Bacaan.
★ ★ ★ ★ ★ ★ ★

Salah satu penyakit penyakit pada kulit yang disebabkan oleh parasit adalah kudis. Kudis merupakan penyakit kulit yang disebabkan oleh parasit Sarcoptes spp yang mampu menyebabkan rasa gatal yang amat menyebalkan. Menurut Hartiningsih dkk (1999), dewasa ini skabies/kudisan karena parasit Sarcoptes spp masih banyak ditemukan pada anjing yang berkeliaran disepanjang jalan di kota atau di desa.

Sarcoptes spp

Sarcoptes spp merupakan parasit tungau yang mampu menyerang berbagai hewan mamalia dan manusia. Menyebabkan infeksi kulit yang menimbulkan rasa gatal yang menjengkelkan yang berupa kudis. Banyak berbagai jenis penyebab kudis diantaranya Sarcoptes scebiei var. suis yang biasa menyerang pada domba, Sarcoptes scebiei var. bovis yang menyerang pada sapi, Sarcoptes scebiei var. canis biasanya menyerang pada anjing dan lain sebaginya. Biasanya nomenklatur sarcoptes didasarkan pada sepesies hospes yang diserangnya, dalam hal pengendalian penyakit pengetahuan seperti ini penting, karena parasit ini dapat pindah dari hospes satu ke hospes yang lain. Walaupun begitu, ada juga yang menganggap sarkoptes-sarkoptes tersebut hanyalah satu. Hal ini berdasarkan parasit ini dapat berpindah dari hospes satu ke hospes lain, yang mungkin saja sarcoptes pada satu spesies merupakan variasi dalam evolusinya.

Pada anjing-anjing yang lemah biasanya lebih peka (mudah terkena) terhadap penyakit kudis, biasanya penyakit ini berjalan berkenan dengan pemberian makan yang kurang baik dan tidak bergizi serta didukung dengan menejemen yang buruk. Penyakit ini biasanya aktif pada cuaca yang basah dingin dan menyebar secara bertahap pada musim panas (Blood and Radostits,1989). Karena di Indonesia tidak ada musim panas dan dingin maka penyebaran tungau ini dapat sepanjang tahun.

Menurut Urquhart, dkk (1996), Sarcoptes scebiei yang sering menyerang pada hewan ini merupakan Phylum: Artropoda, Class: Arachanida, Ordo: Acarina, Family: Sarcoptidae, Genus: Sarcoptes, Spesies: Sarcoptes scabiei. Sedang Sarcoptes scabiei yang sering menerang pada anjing merupakan Sarcoptes scabiei var canis.

Parasit ini sangat kecil dan hanya bisa dilihat dengan mikroskup. Pada anjing parasit ini menyebabkan kudisan , biasanya parasit ini hidup dipermukaan kulit yaitu di stratum korneum atau di lapisan permukaan malpigi. Parasit ini dapat menyerang berbagai umur (Hartiningsih dkk,1999).

★ ★ ★ ★ ★ ★ ★

Bahan Sumber.
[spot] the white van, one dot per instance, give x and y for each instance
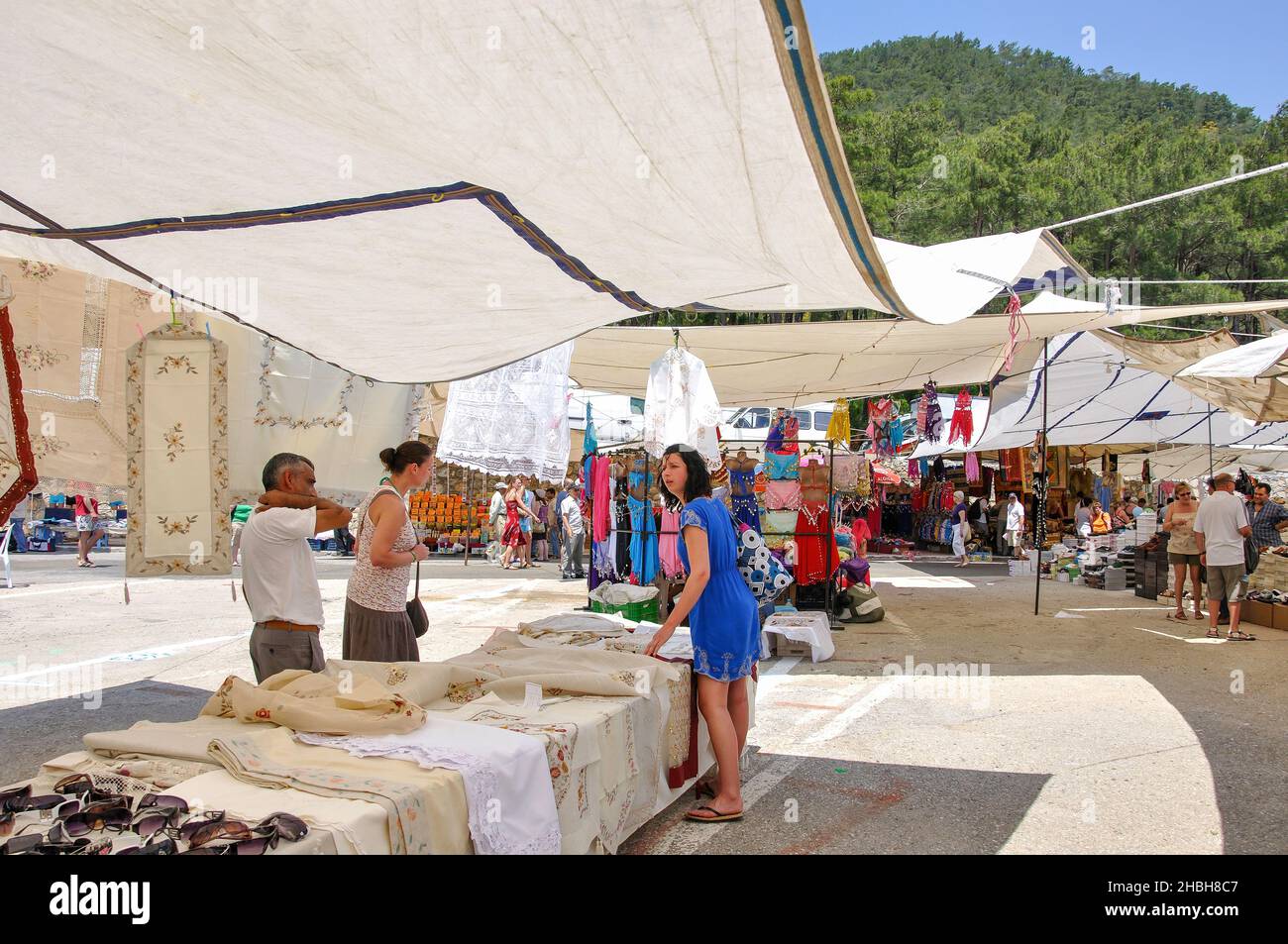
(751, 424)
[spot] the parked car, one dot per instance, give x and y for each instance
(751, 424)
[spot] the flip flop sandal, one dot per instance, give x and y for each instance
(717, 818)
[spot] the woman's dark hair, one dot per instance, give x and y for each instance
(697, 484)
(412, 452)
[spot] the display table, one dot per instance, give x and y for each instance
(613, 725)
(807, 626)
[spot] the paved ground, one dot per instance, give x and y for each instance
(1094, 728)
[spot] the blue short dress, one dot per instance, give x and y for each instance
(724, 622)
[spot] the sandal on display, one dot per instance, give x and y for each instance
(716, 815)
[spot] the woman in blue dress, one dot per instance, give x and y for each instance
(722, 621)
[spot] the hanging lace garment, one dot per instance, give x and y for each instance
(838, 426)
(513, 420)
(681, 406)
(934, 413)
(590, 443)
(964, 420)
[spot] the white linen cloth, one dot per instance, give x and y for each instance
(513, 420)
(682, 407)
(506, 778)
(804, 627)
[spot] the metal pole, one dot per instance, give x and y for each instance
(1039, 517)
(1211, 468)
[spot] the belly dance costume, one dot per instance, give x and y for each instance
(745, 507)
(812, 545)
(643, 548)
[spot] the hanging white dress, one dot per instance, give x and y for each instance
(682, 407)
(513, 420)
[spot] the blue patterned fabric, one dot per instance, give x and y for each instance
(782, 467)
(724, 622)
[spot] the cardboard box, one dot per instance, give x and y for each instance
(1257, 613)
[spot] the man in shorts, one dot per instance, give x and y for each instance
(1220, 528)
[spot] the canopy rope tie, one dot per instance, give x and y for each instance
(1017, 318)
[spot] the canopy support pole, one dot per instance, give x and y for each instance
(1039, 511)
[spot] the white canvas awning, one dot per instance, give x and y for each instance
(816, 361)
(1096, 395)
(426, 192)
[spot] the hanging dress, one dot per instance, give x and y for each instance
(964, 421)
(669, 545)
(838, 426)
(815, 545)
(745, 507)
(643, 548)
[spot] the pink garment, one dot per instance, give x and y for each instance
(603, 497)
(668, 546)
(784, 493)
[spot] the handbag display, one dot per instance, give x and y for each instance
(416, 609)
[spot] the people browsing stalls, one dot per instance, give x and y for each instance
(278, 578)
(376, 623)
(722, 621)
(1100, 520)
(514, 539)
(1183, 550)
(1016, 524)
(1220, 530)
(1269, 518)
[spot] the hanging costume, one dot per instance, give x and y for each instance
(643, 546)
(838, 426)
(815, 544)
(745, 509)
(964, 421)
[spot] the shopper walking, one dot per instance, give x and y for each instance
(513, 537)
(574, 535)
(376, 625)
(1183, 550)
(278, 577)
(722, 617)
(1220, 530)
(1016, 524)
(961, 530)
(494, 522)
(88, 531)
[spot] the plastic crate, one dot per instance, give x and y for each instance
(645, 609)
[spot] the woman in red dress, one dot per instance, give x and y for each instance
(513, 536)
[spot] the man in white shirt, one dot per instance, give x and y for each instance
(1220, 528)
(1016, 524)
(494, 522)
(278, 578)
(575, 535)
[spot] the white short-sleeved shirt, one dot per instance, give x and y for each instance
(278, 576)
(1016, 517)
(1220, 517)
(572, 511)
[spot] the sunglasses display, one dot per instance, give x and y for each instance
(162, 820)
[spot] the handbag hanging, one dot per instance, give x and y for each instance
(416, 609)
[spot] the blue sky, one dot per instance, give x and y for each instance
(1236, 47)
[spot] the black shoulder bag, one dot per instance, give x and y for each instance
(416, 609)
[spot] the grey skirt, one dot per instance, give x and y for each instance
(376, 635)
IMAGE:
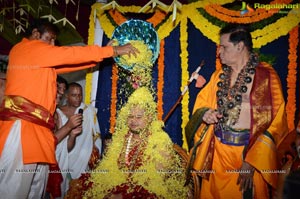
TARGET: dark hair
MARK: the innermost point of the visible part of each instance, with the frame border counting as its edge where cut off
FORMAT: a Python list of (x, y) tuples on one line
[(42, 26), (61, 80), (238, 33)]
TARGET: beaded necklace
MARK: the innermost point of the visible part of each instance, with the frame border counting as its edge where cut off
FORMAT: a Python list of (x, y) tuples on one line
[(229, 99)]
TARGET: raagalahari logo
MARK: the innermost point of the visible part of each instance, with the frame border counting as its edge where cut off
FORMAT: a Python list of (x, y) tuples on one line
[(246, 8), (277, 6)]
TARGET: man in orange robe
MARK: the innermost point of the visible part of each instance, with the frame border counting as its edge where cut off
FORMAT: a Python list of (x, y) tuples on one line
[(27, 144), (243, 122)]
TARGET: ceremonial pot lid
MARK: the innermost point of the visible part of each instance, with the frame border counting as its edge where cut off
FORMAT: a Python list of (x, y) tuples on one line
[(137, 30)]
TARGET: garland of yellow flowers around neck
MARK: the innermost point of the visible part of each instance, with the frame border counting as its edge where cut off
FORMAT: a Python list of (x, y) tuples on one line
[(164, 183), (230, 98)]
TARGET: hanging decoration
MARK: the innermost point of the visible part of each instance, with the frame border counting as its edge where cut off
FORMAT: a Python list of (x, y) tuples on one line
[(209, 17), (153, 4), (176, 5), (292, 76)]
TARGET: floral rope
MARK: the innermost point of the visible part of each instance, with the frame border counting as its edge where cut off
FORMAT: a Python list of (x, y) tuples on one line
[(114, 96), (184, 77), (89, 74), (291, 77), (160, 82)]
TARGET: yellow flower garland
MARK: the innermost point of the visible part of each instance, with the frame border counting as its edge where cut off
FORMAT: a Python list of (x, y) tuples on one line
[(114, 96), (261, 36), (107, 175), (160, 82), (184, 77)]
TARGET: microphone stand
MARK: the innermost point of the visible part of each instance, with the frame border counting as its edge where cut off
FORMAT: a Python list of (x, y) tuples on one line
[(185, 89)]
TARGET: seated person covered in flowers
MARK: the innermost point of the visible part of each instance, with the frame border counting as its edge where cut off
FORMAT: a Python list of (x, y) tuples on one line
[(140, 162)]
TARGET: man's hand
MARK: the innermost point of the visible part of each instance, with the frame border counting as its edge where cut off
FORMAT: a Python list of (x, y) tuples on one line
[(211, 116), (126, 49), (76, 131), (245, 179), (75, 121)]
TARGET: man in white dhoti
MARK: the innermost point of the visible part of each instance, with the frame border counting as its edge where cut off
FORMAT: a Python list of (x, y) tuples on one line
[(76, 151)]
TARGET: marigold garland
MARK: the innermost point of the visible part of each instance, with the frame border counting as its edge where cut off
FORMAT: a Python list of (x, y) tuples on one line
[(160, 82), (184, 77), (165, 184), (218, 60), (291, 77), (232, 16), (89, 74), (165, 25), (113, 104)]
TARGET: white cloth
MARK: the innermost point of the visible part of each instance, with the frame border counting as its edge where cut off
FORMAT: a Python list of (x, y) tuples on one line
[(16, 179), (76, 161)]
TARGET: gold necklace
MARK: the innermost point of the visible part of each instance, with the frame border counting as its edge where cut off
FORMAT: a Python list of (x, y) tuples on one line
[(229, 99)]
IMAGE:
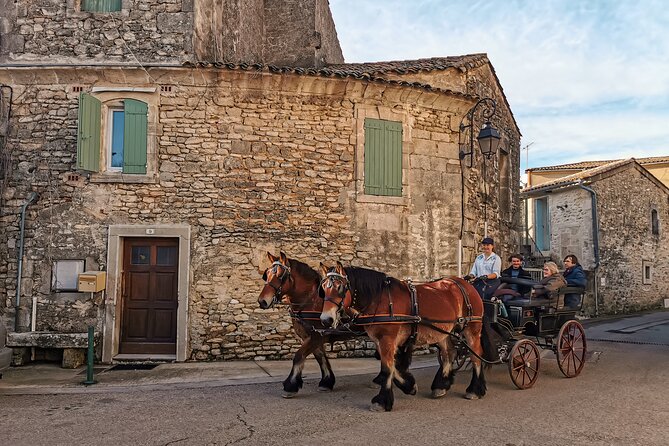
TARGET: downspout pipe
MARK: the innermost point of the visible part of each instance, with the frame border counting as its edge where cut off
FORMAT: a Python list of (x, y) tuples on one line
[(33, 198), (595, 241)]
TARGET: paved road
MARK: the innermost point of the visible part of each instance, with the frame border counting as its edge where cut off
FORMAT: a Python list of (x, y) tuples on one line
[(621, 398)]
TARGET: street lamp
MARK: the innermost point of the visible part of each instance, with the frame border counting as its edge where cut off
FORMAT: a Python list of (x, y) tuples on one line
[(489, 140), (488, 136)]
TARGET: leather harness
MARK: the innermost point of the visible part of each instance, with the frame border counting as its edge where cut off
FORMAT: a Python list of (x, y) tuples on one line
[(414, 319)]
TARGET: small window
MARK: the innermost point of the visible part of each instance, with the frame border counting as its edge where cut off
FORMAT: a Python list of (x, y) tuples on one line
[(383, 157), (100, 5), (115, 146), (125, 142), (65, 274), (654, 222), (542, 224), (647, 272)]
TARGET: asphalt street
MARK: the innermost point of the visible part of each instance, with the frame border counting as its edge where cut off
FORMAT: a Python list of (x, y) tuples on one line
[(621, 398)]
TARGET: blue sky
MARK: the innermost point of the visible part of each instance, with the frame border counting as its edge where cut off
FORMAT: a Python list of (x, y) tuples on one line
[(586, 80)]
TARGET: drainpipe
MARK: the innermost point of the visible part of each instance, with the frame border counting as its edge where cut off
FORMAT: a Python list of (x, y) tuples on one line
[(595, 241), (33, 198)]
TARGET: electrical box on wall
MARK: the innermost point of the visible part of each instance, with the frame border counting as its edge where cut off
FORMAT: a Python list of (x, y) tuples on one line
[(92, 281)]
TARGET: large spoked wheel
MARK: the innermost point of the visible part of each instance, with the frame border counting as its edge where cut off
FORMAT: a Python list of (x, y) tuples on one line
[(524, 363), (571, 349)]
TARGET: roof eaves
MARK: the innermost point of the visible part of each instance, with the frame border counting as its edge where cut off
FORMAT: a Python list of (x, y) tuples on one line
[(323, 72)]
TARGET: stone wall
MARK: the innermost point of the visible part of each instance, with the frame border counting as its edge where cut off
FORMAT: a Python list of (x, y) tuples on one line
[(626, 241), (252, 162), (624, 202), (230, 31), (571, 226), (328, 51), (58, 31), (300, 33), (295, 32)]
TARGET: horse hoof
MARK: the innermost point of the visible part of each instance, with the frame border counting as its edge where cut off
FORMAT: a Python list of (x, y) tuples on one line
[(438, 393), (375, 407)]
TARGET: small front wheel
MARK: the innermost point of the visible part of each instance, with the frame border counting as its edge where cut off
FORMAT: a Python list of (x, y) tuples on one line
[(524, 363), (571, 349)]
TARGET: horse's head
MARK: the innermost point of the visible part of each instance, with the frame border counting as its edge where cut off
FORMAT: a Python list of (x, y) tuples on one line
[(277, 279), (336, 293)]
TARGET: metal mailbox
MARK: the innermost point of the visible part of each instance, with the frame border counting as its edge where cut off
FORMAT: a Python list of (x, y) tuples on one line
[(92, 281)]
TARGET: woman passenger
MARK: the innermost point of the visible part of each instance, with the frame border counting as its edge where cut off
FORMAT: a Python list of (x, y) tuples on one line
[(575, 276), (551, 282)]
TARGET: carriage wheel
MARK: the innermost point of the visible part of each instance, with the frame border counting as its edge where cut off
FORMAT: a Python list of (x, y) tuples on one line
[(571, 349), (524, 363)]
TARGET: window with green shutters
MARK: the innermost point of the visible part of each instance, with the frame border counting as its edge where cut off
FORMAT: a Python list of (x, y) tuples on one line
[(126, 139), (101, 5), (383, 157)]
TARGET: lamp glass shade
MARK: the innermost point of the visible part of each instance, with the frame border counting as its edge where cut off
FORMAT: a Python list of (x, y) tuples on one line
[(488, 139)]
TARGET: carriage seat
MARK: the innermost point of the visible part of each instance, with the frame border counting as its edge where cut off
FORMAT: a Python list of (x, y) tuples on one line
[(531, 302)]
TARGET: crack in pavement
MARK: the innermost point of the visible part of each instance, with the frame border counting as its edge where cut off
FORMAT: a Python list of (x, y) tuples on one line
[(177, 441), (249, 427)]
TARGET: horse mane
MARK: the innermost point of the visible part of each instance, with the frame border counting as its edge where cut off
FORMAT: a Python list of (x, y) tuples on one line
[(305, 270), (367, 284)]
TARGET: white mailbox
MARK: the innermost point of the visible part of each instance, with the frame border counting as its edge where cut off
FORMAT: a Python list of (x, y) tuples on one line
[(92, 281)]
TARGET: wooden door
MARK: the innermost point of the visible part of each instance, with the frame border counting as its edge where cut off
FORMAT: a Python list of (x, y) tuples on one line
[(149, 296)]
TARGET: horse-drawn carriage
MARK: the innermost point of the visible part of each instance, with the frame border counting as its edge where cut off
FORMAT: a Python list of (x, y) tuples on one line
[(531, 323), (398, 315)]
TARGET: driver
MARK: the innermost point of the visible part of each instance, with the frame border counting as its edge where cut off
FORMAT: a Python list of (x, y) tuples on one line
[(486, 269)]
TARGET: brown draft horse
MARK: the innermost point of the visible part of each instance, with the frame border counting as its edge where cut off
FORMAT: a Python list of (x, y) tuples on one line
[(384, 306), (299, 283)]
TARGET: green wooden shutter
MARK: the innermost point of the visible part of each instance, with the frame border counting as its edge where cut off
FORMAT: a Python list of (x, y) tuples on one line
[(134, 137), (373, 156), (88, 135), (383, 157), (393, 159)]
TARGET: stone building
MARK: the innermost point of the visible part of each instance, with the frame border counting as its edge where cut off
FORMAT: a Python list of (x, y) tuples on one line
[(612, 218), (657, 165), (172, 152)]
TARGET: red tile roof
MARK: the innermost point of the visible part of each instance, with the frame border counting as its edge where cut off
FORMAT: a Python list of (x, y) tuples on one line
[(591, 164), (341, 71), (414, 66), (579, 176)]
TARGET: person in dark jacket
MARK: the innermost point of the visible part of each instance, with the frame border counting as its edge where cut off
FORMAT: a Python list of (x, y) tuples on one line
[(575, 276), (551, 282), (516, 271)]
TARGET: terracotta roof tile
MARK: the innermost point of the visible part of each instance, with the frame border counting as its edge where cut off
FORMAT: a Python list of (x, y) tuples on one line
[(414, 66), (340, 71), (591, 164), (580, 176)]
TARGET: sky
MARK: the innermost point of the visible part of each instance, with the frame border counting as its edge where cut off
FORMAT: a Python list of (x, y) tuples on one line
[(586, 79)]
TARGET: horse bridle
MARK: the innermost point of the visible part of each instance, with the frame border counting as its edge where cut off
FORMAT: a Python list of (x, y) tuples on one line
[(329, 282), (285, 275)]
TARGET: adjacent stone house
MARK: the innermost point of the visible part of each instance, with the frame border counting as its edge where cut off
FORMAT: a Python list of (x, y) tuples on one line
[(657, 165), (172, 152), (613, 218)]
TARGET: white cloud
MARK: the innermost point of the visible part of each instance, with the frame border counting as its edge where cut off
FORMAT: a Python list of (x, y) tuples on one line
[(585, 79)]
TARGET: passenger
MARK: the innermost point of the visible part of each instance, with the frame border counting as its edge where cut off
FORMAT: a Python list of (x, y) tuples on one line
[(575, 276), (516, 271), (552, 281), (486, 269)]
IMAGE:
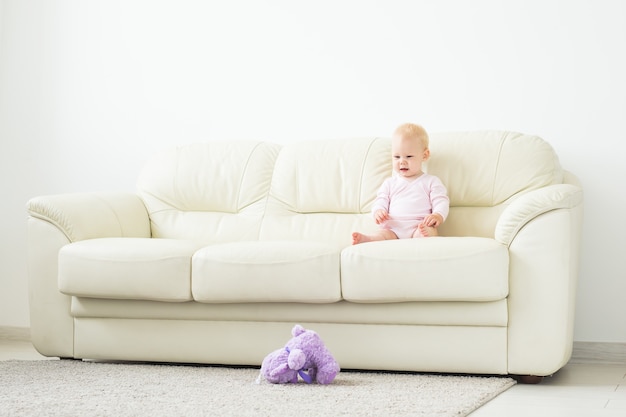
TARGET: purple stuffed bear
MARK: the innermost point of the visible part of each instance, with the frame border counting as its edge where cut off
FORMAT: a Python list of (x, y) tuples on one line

★ ★ ★ ★ ★ ★ ★

Tugas 1. Terjemahkan ke dalam bahasa Inggris kalimat dari bacaan tentang kudis ini: "Parasit ini sangat kecil dan hanya bisa dilihat dengan mikroskup."
Tugas 2. Sebutkan setiap tingkat klasifikasi Sarcoptes scabiei menurut Urquhart dkk (1996) dalam bacaan tentang kudis, beserta nama takson pada tiap tingkat seperti tertulis di sana.
Tugas 3. Teruskan bacaan tentang kudis akibat Sarcoptes spp pada anjing, mulai sesudah kalimat terakhirnya.

Hasil Tugas 1. This parasite is very small and can only be seen with a microscope.

Hasil Tugas 2.
Phylum: Artropoda
Class: Arachanida
Ordo: Acarina
Family: Sarcoptidae
Genus: Sarcoptes
Spesies: Sarcoptes scabiei

Hasil Tugas 3.
Parasit tungau ini berkaki pendek, kaki yang ketiga dan keempat tidak teratur melewati pinggir badan, pada tungau yang jantan mempunyai alat penghisap pada kaki 1,2 dan 4 dan sedangkan pada yang betina terdapat pada kaki 1 dan 2. tungau ini merupakan parasit yang sangat kecil sekali berbentuk bulat, pipih dengan panjang 300-600 mikron x 250-400 mikron pada betina, dan 200-240 mikron x 150-200 mikron pada yang jantan (Levine,1990).


Daur hidup

Daur hidup tungau betina dengan membuat liang didalam kulit untuk meletakkan telur mereka, meletakkan telur sebanyak 40-50 butir dalam liang yang dibuatnya. Setiap hari tungau tersebut bertelur 1 atau 2 butir dan dalam sehari jumlahnya 3-5 butir, yang akan menetas 3-5 hari sebagai larva. Kemudian larva bisa keluar dari lubang ke permukaan kulit atau tetap tinggal sebagai nimpa. Larva yang keluar akan mudah mengalami kematian atau masuk lagi membuat liang didalam lapisan tanduk, membentuk kantong-kantong dan berkembang sebagai tungau. Jika kita menyingkap kulit secara cepat maka akan terlihat trowongan tungau tersebut. Tungau dan larva hidup dengan memakan runtuhan jaringan (Levine,1990).

Blood and Radostits (1989) mengatakan waktu yang diperlukan telur untuk menjadi tungau dewasa antara 10-14 hari. Sedangkan menurut Levine, (1990) waktu yang diperlukan telur menjadi tungau dewasa lebih kurang 17 hari. Tungau betina dewasa akan tetap terdapat didalam kantung-kantung ujung liang sampai dibuahi oleh pejantan. Dalam 3-4 hari tungau betina bertelur lagi sampai berumur 3-4 minggu.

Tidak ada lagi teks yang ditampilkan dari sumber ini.